» DATA SHOWN:
▬▬▬▬▬▬▬▬▬▬
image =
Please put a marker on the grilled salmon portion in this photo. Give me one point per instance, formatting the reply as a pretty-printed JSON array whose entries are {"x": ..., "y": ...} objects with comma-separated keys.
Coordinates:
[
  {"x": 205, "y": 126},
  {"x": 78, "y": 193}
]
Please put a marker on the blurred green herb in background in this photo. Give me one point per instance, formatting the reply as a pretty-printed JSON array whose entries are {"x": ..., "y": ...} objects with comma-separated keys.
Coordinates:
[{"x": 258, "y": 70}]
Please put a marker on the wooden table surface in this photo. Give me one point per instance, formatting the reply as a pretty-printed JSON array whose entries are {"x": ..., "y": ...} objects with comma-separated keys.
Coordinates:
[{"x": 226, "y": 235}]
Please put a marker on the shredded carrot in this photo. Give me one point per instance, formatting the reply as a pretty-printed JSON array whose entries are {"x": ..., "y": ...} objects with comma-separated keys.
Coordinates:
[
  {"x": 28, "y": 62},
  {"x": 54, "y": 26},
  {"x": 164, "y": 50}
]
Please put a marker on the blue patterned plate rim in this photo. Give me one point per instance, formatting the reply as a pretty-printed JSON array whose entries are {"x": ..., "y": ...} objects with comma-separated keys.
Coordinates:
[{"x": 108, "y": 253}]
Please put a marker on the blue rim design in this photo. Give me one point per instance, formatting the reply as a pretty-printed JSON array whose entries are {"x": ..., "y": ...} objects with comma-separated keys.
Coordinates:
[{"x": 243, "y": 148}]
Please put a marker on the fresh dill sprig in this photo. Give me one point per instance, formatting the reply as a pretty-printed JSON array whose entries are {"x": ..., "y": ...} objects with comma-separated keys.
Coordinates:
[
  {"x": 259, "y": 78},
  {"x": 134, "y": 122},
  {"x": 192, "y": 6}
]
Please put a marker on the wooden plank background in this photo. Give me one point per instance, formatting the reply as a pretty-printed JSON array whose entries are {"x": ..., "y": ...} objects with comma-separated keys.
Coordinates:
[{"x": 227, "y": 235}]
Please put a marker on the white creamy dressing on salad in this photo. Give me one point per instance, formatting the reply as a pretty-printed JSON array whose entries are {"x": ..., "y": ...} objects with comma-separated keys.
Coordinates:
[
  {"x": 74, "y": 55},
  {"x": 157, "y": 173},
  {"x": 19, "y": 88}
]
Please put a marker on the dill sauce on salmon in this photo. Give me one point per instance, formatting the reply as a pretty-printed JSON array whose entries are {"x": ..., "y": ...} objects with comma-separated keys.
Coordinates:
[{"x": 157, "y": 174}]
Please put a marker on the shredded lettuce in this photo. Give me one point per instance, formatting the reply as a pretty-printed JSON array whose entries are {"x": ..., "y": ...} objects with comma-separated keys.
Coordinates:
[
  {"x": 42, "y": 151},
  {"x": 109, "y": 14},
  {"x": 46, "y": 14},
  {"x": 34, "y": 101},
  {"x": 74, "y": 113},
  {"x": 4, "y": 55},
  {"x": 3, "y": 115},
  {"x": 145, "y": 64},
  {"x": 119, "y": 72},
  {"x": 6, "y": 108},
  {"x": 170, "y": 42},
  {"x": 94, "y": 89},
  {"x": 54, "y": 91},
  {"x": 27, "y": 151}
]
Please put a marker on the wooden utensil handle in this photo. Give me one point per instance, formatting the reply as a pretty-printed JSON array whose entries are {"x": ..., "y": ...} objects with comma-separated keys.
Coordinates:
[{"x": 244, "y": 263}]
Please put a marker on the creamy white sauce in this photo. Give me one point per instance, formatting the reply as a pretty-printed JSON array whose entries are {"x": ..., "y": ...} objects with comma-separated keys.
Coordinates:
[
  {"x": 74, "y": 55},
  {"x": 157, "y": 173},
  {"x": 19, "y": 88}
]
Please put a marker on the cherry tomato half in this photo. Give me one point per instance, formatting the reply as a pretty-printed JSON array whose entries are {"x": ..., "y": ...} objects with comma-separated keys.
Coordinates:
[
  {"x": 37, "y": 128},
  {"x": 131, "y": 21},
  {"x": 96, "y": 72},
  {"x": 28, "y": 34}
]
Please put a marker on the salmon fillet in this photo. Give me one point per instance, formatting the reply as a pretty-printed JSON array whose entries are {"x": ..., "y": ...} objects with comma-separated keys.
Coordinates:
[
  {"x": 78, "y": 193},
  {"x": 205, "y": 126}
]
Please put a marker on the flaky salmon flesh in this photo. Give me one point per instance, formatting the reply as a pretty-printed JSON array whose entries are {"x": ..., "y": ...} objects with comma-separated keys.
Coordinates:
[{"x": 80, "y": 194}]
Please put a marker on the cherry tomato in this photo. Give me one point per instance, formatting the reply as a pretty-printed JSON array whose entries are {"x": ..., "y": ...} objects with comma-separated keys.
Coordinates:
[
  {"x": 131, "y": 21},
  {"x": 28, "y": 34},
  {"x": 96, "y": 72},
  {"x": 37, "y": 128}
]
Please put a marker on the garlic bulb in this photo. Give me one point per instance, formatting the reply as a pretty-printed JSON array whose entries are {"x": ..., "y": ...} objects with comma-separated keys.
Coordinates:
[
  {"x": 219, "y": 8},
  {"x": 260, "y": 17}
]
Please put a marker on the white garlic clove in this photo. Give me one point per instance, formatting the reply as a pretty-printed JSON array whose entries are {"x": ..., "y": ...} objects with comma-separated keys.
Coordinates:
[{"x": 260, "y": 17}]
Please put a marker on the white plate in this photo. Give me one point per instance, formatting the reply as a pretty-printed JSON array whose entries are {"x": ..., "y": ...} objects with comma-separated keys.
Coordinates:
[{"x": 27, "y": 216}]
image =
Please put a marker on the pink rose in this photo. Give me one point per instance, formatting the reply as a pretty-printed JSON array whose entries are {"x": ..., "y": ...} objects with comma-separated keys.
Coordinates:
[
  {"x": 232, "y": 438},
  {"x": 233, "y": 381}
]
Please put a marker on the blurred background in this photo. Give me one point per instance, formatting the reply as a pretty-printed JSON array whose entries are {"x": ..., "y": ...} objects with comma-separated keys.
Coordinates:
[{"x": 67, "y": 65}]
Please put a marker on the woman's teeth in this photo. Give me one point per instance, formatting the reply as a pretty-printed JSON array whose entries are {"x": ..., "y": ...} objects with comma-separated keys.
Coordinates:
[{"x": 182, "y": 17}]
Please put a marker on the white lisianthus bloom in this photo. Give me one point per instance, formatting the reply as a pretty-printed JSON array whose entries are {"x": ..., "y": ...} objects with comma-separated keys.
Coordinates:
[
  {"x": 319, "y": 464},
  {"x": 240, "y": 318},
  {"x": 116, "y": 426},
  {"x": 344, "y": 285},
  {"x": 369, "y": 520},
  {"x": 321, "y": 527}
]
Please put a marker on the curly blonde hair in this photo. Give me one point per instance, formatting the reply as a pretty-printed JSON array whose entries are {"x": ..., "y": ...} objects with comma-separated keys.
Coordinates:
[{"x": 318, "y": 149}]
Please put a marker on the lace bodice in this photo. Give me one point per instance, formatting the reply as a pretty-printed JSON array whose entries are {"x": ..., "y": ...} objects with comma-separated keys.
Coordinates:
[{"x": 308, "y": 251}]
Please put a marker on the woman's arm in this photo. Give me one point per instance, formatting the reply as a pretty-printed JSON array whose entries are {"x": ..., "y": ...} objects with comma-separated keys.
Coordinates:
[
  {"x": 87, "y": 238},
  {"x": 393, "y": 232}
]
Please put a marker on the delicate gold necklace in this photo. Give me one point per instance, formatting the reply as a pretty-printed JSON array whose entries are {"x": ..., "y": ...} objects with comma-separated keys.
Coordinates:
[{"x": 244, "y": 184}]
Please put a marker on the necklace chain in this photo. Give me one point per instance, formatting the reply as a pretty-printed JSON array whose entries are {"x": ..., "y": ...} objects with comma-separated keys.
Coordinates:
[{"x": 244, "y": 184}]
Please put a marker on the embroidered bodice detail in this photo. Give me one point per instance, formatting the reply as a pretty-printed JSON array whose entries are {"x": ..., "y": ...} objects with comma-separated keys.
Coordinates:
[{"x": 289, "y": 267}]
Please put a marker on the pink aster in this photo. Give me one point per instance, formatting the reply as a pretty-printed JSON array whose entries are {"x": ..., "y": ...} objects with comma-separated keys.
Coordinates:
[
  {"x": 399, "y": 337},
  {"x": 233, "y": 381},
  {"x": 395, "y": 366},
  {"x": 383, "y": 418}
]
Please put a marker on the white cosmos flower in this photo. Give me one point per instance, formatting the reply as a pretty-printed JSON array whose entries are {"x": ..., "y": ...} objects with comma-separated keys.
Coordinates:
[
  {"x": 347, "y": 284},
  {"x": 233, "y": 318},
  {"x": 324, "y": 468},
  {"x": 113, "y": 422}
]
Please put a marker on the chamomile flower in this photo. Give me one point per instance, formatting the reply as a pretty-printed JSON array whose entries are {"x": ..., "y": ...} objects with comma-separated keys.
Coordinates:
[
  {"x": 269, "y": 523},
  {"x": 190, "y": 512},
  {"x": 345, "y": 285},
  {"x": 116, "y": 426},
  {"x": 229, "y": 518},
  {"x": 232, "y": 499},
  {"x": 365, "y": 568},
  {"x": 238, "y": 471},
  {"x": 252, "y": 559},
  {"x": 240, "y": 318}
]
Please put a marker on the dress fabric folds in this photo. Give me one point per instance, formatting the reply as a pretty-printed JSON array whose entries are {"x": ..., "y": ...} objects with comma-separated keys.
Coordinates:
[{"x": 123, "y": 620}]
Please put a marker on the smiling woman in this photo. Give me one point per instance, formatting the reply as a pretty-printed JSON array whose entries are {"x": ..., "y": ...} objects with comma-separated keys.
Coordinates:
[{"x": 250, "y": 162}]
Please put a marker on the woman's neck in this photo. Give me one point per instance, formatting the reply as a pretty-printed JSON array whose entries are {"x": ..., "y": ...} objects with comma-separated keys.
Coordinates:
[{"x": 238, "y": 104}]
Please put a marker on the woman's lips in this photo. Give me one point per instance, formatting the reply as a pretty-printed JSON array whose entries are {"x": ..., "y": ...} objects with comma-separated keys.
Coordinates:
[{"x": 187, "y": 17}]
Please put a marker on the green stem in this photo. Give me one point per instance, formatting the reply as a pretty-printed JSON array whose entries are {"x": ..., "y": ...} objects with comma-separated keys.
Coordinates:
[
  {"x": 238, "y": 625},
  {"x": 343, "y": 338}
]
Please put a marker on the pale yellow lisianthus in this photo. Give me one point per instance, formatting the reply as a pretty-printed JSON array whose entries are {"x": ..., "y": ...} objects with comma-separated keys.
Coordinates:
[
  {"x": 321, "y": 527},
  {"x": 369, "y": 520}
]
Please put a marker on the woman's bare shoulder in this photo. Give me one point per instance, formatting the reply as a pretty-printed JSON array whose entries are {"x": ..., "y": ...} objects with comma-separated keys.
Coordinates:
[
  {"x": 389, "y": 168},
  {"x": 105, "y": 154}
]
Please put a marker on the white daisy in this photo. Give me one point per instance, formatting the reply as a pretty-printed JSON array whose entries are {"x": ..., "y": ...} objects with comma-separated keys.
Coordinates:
▬▬▬▬▬▬▬▬▬▬
» DESCRIPTION OF THE TASK: Rewrite the lines starting with the one that contains "Please put a marker on the pale" and going on through the last line, changing "marker" to "pin" and leaving everything else as it is.

» EXERCISE SOLUTION:
Please put a pin on the pale yellow lisianthus in this photo. Give me one point per instance, formatting the reply as a pretty-printed JSON array whose entries are {"x": ..., "y": ...} objects with comma-separated keys.
Coordinates:
[
  {"x": 321, "y": 527},
  {"x": 369, "y": 520}
]
Please put a pin on the woman's bare shoulder in this photo. Give me one point per instance, formatting the reply as a pretty-printed JSON array whose entries are {"x": ..., "y": ...} objects with comma-separated keys.
Coordinates:
[
  {"x": 389, "y": 168},
  {"x": 105, "y": 154}
]
Please put a pin on the white daisy in this photo. Give me one point per instance, formatting the reply as a pretty-printed JSON array whose entries are {"x": ..., "y": ...} objects with comma-separated keys.
Coordinates:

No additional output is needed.